**Extract to read:**
US Energy Secretary Ernest Moniz announced nearly $5 million in funding across seven research projects designed to increase the understanding of methane hydrates. Methane hydrates are ice-like structures with natural gas locked inside, which can be found both onshore and offshore—including under the Arctic permafrost and in ocean sediments along nearly every continental shelf in the world.

The substance looks remarkably like white ice, but it does not behave like ice. When methane hydrates are “melted,” or exposed to pressure and temperature conditions outside those where the formations are stable, the solid crystalline lattice turns to liquid water, and the enclosed methane molecules are released as gas.

In May 2012, the Energy Department, alongside its Japanese partners, announced a successful field trial of methane hydrate production technologies on Alaska’s North Slope. (Earlier post.)

Managed by the Energy Department’s National Energy Technology Laboratory, the new projects will build on that success by researching alternative methods of extraction and the potential for commercialization, as well as the environmental impact of natural gas extraction from hydrate formations.

Selected projects are:

  • Georgia Tech Research Corporation. Researchers will design, build, and test a new borehole-sampling tool that will allow direct, in-place measurements of methane hydrate-bearing sediment properties by reaching beyond the zone disturbed by drilling. The tool will be field deployed to collect never-before-acquired data to evaluate resource recovery, seafloor stability, and gas hydrate responses to environmental changes.

**Prompt 1:**
Reproduce the passage on methane hydrates word for word, starting at the words "Managed by the" and stopping after "to environmental changes.".

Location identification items
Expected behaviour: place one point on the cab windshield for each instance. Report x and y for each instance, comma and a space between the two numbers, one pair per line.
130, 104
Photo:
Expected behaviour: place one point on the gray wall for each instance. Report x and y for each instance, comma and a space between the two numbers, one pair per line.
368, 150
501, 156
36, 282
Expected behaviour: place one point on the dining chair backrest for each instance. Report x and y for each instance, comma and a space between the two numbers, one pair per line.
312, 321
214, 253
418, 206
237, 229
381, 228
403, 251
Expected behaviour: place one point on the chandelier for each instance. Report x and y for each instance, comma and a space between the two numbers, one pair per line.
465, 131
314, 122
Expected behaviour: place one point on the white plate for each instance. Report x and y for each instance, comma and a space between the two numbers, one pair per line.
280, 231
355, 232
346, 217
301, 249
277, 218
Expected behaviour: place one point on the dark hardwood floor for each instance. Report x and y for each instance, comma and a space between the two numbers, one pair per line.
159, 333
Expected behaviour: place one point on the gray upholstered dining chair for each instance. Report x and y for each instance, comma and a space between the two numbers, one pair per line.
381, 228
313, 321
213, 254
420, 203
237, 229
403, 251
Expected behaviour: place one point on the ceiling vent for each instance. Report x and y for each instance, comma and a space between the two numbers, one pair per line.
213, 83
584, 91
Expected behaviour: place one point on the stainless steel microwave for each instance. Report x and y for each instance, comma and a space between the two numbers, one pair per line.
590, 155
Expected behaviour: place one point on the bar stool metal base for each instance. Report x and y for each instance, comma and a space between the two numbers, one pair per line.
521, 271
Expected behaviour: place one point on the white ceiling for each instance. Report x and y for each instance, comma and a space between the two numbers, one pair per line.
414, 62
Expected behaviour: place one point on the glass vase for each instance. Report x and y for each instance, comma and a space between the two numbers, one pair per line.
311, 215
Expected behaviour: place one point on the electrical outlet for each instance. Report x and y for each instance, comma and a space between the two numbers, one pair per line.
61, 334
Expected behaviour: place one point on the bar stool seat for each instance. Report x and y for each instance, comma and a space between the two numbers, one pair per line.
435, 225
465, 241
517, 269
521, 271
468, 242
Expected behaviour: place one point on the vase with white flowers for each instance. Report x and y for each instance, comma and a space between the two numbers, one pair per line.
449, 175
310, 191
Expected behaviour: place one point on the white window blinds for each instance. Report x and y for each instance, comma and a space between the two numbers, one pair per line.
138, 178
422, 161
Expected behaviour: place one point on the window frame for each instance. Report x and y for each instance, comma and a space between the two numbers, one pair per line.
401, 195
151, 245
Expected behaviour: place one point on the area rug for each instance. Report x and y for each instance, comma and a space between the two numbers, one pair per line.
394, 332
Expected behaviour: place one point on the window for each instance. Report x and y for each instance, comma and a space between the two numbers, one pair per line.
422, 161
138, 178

**Prompt 2:**
In the listing, write out again the lines from the one that has "Expected behaviour: place one point on the area" through the end of the listing, changing "area rug" to "carpet" and leaving everything else as it is.

**Task output 1:**
Managed by the Energy Department’s National Energy Technology Laboratory, the new projects will build on that success by researching alternative methods of extraction and the potential for commercialization, as well as the environmental impact of natural gas extraction from hydrate formations.

Selected projects are:

  • Georgia Tech Research Corporation. Researchers will design, build, and test a new borehole-sampling tool that will allow direct, in-place measurements of methane hydrate-bearing sediment properties by reaching beyond the zone disturbed by drilling. The tool will be field deployed to collect never-before-acquired data to evaluate resource recovery, seafloor stability, and gas hydrate responses to environmental changes.

**Task output 2:**
Expected behaviour: place one point on the carpet for each instance. Report x and y for each instance, comma and a space between the two numbers, one pair per line.
394, 332
Expected behaviour: place one point on the window for each instance. Report x and y for each instance, comma and a space between the two numbers, one pair per line.
422, 161
138, 178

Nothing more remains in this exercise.